====== Input

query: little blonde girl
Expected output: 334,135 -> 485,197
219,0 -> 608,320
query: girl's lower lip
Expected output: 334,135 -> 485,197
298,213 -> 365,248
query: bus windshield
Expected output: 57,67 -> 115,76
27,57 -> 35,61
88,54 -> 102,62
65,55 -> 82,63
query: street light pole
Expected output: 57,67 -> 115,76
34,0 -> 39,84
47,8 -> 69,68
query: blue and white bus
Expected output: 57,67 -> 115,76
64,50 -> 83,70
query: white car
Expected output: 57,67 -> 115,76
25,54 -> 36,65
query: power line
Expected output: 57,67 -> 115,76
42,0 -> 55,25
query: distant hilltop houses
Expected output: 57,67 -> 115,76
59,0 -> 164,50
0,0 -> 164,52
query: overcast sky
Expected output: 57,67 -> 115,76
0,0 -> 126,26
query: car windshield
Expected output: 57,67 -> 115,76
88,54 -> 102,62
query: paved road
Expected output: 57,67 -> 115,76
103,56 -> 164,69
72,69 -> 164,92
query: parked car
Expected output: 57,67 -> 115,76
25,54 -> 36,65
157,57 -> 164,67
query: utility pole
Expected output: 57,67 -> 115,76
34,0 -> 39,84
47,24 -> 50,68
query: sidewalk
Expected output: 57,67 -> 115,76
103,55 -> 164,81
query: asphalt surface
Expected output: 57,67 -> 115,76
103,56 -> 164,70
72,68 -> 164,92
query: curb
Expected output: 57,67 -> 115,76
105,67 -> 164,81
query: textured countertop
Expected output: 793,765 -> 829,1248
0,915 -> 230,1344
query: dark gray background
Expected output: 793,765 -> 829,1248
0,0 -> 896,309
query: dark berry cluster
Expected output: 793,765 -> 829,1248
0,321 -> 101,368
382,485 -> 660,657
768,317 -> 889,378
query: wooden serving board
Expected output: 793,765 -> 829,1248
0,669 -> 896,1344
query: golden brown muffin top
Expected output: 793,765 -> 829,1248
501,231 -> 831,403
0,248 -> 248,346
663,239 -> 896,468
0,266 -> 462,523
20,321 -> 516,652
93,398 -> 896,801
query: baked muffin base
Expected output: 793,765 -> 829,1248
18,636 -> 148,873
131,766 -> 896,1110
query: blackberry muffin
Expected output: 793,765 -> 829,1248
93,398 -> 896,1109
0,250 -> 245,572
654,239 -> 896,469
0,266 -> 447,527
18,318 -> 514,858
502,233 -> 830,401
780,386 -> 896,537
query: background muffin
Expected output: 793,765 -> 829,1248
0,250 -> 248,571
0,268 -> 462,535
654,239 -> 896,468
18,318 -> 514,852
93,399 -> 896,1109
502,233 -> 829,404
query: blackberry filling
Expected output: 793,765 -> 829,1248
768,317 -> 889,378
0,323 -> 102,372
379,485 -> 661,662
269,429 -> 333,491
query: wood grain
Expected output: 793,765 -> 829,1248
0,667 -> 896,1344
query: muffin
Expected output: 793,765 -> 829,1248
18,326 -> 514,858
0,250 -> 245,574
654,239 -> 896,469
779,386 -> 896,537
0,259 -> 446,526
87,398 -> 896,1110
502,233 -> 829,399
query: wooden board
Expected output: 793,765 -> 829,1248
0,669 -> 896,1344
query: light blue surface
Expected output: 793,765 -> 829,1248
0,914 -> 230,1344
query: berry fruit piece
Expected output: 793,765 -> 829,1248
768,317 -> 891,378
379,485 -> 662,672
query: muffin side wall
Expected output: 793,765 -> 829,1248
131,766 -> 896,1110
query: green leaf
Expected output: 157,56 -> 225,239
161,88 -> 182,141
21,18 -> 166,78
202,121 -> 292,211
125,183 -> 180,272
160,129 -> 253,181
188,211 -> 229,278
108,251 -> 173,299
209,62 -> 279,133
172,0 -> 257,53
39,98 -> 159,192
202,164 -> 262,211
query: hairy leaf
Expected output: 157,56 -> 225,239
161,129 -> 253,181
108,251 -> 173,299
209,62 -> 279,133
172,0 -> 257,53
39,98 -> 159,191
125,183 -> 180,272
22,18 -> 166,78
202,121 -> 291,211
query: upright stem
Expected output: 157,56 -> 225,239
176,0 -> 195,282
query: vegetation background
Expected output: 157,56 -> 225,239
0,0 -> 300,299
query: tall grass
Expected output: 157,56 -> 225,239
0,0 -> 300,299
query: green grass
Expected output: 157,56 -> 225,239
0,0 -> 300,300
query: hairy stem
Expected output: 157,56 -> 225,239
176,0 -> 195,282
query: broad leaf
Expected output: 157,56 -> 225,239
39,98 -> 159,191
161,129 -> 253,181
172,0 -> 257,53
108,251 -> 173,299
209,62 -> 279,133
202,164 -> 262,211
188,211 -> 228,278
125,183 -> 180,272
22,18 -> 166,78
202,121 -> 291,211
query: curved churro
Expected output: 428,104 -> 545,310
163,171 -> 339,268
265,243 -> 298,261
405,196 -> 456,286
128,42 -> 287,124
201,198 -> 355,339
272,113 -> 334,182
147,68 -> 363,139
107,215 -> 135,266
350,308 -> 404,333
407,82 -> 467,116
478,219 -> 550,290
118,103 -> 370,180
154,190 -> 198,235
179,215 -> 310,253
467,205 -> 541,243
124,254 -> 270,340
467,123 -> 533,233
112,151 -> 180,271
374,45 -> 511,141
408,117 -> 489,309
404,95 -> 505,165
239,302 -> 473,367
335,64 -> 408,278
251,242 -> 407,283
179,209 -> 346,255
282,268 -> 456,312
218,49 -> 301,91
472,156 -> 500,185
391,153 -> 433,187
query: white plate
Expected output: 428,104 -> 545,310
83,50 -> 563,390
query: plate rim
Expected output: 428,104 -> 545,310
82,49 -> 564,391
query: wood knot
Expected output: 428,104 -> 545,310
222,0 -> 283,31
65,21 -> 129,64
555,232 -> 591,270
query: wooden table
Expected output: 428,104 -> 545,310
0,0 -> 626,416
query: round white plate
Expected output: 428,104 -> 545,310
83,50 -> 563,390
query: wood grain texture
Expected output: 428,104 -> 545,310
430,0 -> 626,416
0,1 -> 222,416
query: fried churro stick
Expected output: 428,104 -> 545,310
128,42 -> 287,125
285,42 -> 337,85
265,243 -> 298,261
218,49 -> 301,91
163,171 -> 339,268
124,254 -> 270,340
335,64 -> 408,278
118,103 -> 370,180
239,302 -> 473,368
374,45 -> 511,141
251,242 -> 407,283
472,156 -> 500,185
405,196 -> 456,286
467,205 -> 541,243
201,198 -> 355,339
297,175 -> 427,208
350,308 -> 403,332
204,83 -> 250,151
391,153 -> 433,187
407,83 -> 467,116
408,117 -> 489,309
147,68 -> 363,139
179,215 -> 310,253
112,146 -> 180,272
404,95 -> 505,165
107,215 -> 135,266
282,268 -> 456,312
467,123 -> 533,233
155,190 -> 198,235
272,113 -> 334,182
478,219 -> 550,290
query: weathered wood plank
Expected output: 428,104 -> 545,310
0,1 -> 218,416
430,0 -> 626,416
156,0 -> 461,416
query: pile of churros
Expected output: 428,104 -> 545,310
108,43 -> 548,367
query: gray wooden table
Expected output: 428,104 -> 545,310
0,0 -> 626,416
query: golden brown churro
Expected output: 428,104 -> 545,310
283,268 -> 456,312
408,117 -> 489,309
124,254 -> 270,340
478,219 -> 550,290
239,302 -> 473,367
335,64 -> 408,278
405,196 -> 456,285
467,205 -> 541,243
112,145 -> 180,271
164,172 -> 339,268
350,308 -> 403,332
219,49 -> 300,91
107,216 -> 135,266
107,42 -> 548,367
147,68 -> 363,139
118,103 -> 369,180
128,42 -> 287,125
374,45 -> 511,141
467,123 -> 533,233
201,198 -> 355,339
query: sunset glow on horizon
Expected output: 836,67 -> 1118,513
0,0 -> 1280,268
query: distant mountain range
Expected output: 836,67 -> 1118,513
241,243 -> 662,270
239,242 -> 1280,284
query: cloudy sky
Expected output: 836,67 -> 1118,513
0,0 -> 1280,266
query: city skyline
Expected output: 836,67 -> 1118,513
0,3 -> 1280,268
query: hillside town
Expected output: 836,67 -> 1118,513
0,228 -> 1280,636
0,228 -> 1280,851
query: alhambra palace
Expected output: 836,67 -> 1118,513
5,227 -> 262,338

============

Exercise » Show every line in the records above that contains the word "leaf".

Output of the task »
query: green leaf
query: hairy leaf
query: broad leaf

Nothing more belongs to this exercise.